▸ EXERCISE DATA
- - -

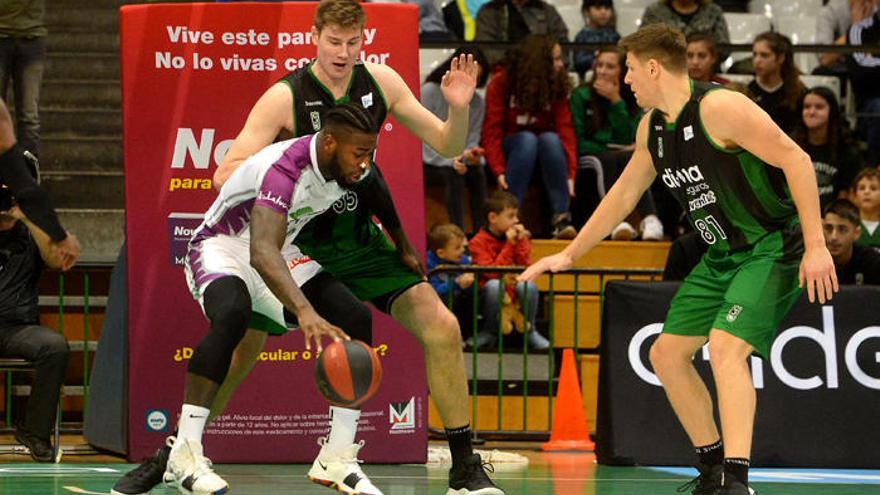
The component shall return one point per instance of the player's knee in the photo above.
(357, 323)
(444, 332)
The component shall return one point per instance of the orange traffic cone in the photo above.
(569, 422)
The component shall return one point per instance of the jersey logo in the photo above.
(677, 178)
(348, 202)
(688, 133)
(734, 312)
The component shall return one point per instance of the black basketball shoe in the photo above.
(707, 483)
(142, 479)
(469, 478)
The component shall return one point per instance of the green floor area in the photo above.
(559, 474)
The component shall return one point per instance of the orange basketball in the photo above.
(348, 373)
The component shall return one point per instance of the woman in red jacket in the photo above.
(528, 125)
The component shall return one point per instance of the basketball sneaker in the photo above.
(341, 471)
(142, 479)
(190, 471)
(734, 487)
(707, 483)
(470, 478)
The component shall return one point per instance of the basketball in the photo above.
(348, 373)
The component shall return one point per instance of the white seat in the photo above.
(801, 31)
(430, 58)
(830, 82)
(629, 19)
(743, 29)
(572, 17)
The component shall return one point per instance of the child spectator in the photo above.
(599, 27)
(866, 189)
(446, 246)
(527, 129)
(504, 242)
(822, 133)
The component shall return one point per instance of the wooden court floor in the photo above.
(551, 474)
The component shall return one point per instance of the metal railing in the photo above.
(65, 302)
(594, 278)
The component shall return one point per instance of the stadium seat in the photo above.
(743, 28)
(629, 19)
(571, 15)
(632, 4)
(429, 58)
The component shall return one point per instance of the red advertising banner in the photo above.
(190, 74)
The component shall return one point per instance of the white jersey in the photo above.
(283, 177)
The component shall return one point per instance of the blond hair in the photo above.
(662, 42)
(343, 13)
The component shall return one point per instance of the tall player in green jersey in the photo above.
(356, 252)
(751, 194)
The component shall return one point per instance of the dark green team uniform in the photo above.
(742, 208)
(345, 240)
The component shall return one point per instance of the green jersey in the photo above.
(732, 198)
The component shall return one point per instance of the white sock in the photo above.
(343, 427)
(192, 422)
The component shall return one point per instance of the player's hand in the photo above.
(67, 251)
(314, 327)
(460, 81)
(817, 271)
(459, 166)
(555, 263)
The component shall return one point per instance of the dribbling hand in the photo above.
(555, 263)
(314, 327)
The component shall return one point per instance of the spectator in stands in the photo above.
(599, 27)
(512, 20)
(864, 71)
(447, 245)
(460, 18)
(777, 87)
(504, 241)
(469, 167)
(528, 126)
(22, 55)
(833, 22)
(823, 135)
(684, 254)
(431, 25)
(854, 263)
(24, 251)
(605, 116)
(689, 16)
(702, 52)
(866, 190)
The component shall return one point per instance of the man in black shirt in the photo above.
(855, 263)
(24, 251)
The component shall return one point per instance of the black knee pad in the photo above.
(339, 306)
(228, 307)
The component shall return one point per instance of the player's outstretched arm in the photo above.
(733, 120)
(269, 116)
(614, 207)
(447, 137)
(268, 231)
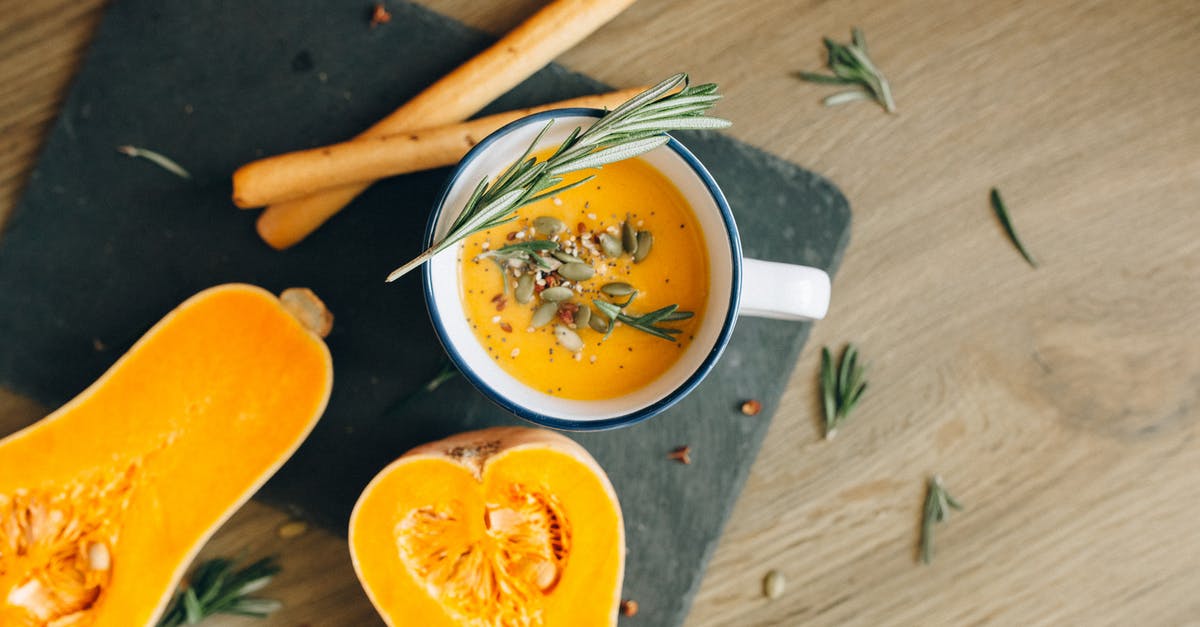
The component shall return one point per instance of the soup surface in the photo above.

- - -

▸ WHAT NEEDS TO BE DONE
The material shown above is to be repeated verbatim, and its pictures are to be omitted.

▸ REPLY
The component shall return one point per instance of the player's knee in the photo above.
(357, 323)
(444, 332)
The component shall return one point per instance of the orange traffic cone in the photo above.
(569, 422)
The component shall return one point per instance of the jersey logo in the photo above.
(677, 178)
(348, 202)
(688, 133)
(734, 312)
The component shall return one point per instance of the black basketball shoe in the photo above.
(707, 483)
(142, 479)
(469, 478)
The component shall return one point per instance of the green floor area in the photo above.
(559, 474)
The component shall return one point per instance of the orange basketball in the photo above.
(348, 373)
The component shall return one point per instance of the woman in red jacket in the photo above.
(528, 125)
The component shall return one point per instance of the basketball sneaker in the photo above.
(341, 471)
(142, 479)
(190, 471)
(734, 487)
(707, 483)
(470, 478)
The component shall return one point per instance of the basketball in the photo above.
(348, 373)
The component shall return one point per instance of the white seat in the photo above.
(801, 31)
(430, 58)
(830, 82)
(629, 19)
(743, 29)
(572, 17)
The component shall return one point per instance of the child spectator in the photo above.
(599, 27)
(866, 189)
(446, 246)
(527, 129)
(504, 242)
(822, 133)
The component shall return one point per instance of the wooden court floor in the photo above.
(551, 474)
The component shall return one point per instance of the metal railing in the photo above.
(65, 302)
(594, 278)
The component shall return one point per instance of the stadium seat in the photo above.
(743, 28)
(629, 19)
(571, 15)
(632, 4)
(429, 58)
The component shall return one point per instance of the red advertising banner in the photo above.
(190, 74)
The component shall return one point per instance of the white jersey in the photo above.
(283, 177)
The component shall return one point per instance of the blond hair in the photo above.
(662, 42)
(343, 13)
The component shall return one point per instance of the tall player in green jersey in the photo above.
(356, 252)
(751, 194)
The component shall return one point per instance of the dark green team uniform in the photo above.
(742, 208)
(345, 240)
The component shall return one point per instance of the green jersey in the photo above.
(732, 198)
The component shall return one point per instance of the white sock in the photo above.
(343, 427)
(192, 422)
The component shall return one point per instance of the player's hand in the photo above.
(67, 251)
(314, 327)
(460, 81)
(817, 271)
(459, 166)
(555, 263)
The component shall return one point per instance of the dribbling hand in the photo above.
(555, 263)
(314, 327)
The component shall return one point per instance of the spectator in stands in the photo above.
(599, 27)
(512, 20)
(864, 71)
(447, 245)
(460, 18)
(777, 87)
(504, 241)
(469, 167)
(528, 126)
(22, 55)
(833, 22)
(823, 135)
(684, 254)
(431, 25)
(854, 263)
(24, 251)
(605, 116)
(689, 16)
(702, 52)
(866, 190)
The component shall return one point per instance of the man in black shirt in the photo above.
(855, 263)
(24, 251)
The component shall return one point per instance of the black knee pad in the photo above.
(339, 306)
(228, 307)
The component shall return one point per instance of the player's outstretched arm in the photo above.
(733, 120)
(269, 116)
(614, 207)
(447, 137)
(268, 231)
The component shall return one point per instance of the soup surface in the photo above.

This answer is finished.